____ Excerpt provided

The last blog post explains the Aggregation strategy for generating physical plans for aggregate operations. I will continue with this topic to look into the details of the physical aggregate operators supported by Spark SQL.
As explained in the last blog post, a logical aggregate operator can be transformed into a physical plan consisting of multiple physical aggregate stages. The Aggregation strategy plans the physical aggregate plan depending on the type of aggregate expressions.
For each physical aggregate stage, a physical aggregate operator is generated. The diagram below describes the logic the Aggregation strategy takes to choose a physical operator. Compared to a sort-based aggregate operator, a hash-based aggregate operator is preferred as it does not require additional sorting operation as a prerequisite. Especially, the HashAggregateExec operator uses off-heap memory for storing the aggregate buffer hash map which offers reduced GC.
To qualify for being able to use the HashAggregateExec, the aggregateExpressions extracted from the aggregate logical plan cannot contain any aggBufferAttribute with the immutable data type. Here is the list of mutable data types supported by Spark.
If any aggregateFunction in the aggregateExpressions is a TypedImperativeAggregate (which uses user-defined java object as internal aggregation buffer) and the useObjectHashAggregation flag is set to true, the ObjectHashAggregateExec operator is selected.
When the aggregateExpressions do not meet the conditions for being able to use the HashAggregateExec operator and the ObjectHashAggregateExec operator, the SortAggregateExec operator is selected. In addition, the HashAggregateExec operator and ObjectHashAggregateExec operator will fall back to using sort-based aggregation when there is no efficient memory for the hash-based operators.
In this blog post, I will explain the SortAggregateExec first, and cover the HashAggregateExec operator and the ObjectHashAggregateExec operator in the next blog post.
The SortAggregateExec uses a sort-based aggregation approach that requires the rows to be sorted by the grouping key so that that the rows with the same grouping key are placed next to each other. Therefore, the aggregate operator just needs to loop through all rows one by one and aggregate based on the grouping key.

________

**Task instructions**
Carry on the post about Spark SQL's physical aggregate operators, starting after its last sentence. The rows that come next play no part in the work.

____ Data listing

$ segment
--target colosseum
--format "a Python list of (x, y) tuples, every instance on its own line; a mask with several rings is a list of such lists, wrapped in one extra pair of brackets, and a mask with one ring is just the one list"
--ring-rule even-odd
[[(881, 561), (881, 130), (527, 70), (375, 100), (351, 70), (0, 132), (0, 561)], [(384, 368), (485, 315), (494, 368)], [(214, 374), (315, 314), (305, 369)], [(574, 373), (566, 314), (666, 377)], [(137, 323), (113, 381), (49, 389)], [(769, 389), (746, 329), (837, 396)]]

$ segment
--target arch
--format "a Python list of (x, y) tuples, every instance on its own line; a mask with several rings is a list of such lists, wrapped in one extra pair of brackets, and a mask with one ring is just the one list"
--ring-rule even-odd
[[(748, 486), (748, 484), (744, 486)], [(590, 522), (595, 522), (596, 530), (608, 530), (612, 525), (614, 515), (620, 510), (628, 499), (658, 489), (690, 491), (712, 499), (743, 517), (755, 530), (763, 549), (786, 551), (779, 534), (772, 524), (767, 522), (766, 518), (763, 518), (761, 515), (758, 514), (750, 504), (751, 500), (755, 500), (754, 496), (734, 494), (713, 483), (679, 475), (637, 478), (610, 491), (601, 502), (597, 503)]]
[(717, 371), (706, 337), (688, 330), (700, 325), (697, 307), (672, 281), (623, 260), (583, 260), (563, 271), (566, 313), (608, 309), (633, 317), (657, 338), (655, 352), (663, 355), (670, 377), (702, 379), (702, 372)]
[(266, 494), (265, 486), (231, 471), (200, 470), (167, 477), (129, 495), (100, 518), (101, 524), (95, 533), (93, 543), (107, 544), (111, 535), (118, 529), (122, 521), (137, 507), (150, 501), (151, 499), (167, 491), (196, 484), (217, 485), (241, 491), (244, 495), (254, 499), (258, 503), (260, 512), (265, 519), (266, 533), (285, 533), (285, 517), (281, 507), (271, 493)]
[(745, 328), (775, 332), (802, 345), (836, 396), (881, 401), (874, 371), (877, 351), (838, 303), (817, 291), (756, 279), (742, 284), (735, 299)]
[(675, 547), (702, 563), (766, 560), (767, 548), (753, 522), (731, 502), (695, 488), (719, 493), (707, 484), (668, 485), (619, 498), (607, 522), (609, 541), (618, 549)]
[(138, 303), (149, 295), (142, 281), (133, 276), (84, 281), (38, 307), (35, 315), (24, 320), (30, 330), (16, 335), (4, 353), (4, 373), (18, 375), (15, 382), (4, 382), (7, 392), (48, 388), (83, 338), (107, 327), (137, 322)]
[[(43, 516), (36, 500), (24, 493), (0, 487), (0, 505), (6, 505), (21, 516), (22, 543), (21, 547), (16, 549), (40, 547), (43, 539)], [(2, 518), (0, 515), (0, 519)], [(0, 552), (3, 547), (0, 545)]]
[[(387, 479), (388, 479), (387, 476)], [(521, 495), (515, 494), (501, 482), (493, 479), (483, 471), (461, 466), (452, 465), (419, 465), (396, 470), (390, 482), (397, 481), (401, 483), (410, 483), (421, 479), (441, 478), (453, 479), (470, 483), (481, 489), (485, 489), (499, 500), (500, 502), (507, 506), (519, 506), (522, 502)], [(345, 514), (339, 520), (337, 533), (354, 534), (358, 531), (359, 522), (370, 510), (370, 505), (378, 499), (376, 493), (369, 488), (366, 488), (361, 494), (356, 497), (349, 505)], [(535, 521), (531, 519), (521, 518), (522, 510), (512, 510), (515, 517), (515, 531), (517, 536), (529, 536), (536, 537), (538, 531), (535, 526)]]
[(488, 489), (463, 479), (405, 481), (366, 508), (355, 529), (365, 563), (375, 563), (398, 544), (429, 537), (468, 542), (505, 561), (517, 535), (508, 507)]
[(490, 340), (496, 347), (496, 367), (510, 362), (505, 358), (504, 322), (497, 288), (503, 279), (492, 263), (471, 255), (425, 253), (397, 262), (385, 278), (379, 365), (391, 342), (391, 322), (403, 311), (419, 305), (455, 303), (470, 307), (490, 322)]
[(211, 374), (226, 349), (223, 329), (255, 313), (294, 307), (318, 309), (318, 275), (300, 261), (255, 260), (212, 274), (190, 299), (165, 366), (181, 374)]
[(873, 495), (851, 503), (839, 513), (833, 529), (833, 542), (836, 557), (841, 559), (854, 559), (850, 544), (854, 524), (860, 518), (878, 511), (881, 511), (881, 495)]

________

**Final result**
Let’s take an example to walk through how the SortAggregateExec operator works. At the high level, a dataset needs to be first reshuffled by the grouping key to have the rows with the same grouping key are placed into the same partition. Within each partition, the rows will need to be sorted by the grouping key so that the rows with the same grouping key are placed next to each other.
Once the rows are sorted, the aggregate operator can start to process the rows for the physical aggregation. Internally, for each partition, a SortBasedAggregationIterator is created for evaluating the aggregate functions.
The SortBasedAggregationIterator creates a buffer row to cache the aggregated values. Unlike the hash-based aggregation which requires a hash map to hold all of the grouping key -> aggregate value buffer pairs, the SortBasedAggregationIterator just need to hold the aggregate buffer for the current aggregate group. Therefore, one row will be sufficient. When the data types of all the aggBufferAttributes are mutatable, the buffer row is created to use the off-heap memory, otherwise use the on-heap memory.
When an instance of the SortBasedAggregationIterator for a partition is being constructed, the inputIterator parameter brings in the iterator of the input rows sorted by the previous stage. The aggregate buffer row, sortBasedAggregationBuffer, is created and initialised.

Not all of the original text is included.